> Work order: Give back the whole listing word for word and skip each picture.
-------- Recorded data
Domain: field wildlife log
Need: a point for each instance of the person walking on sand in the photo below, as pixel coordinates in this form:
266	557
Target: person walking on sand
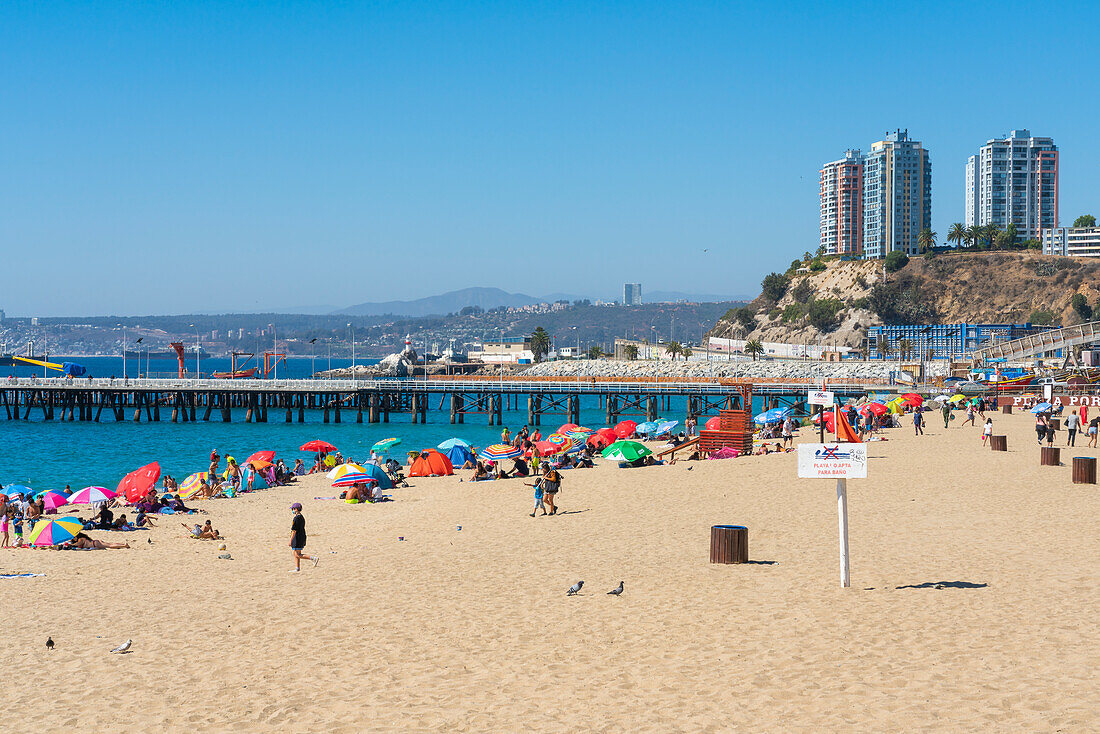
1073	423
298	537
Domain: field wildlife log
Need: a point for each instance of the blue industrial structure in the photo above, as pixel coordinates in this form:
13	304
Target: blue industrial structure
946	340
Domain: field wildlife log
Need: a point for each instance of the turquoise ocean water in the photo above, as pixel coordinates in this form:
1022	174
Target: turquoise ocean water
45	455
----------------
> Response below:
Domain: field wildlife log
Need: a point for each instance of the person walking on sand in the photo below, as pixel coordinates in this form:
266	557
Target: person walking on sand
1073	423
298	537
Domain: field wildlife log
Need: a point for each instance of the blue industrial structure in the photo above, as pixel coordinates in this form:
13	304
Target: blue industrial structure
946	340
Domain: field wildlife log
Need: a point for each instance of the turquoise ocean water in the photo above, as pixel coordinates in this form:
1022	174
Target: turquoise ocean water
45	455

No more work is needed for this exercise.